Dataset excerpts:
= = = = =

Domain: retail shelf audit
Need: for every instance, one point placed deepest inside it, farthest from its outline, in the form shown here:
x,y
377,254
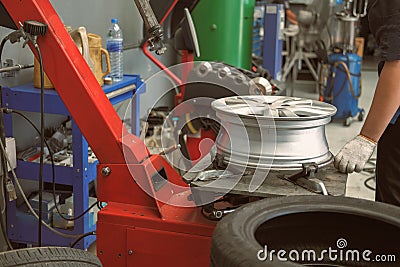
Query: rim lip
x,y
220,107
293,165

= = = = =

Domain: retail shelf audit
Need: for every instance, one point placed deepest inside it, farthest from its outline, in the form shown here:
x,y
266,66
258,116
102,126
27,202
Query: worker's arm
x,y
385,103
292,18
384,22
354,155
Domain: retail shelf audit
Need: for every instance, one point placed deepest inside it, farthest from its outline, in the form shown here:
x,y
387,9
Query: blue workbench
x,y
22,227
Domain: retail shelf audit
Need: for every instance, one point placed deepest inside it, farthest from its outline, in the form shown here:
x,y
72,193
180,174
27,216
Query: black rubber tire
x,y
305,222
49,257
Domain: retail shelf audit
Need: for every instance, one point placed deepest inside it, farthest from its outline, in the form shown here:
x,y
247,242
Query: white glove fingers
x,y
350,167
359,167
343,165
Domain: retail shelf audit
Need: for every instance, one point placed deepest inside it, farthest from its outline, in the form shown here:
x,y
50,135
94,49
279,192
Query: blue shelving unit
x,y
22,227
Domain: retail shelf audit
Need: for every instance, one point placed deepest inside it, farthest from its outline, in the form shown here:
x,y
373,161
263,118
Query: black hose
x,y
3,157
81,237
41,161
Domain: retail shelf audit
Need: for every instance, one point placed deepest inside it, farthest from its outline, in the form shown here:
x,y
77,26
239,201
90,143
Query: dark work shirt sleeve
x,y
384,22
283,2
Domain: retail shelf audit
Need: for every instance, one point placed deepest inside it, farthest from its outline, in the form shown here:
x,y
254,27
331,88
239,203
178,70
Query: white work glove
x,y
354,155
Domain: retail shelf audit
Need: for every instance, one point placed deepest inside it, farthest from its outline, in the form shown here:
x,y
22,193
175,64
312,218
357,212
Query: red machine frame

= = = = =

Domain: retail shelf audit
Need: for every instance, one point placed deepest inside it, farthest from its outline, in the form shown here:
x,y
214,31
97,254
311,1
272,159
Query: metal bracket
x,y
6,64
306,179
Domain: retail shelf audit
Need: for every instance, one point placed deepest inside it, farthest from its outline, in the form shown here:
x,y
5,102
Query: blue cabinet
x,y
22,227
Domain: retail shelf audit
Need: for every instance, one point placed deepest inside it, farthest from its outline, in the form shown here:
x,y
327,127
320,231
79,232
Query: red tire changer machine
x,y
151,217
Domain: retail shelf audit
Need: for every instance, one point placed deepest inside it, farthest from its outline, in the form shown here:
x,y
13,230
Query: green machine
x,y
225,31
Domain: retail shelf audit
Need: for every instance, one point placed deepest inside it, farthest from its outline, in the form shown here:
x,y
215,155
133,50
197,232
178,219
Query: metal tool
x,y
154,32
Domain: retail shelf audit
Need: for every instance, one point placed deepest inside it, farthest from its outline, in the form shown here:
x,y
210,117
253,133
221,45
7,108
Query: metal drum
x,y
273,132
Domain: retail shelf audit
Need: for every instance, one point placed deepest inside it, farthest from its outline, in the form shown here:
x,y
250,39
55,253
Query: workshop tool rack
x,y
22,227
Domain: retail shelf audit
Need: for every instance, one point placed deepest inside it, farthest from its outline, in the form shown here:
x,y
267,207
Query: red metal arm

= = = = =

_Required action_. Return a word-for-word copy of the lines above from the one holding "Query: metal drum" through the one holding "Query: red metal arm", with both of them included and nothing besides.

_Solution to this exercise_.
Query: metal drum
x,y
273,132
Domain: retail shelf audit
Need: for every instance, one point placed deepest inside it, farthest from its outline, in the form shown here:
x,y
250,39
55,253
Query: workshop tool rack
x,y
22,227
Domain: retail shelf audit
Need: for every instance, one point placed deepest inside it, farthest from its outline, in the form shown here:
x,y
267,207
Query: red metal arm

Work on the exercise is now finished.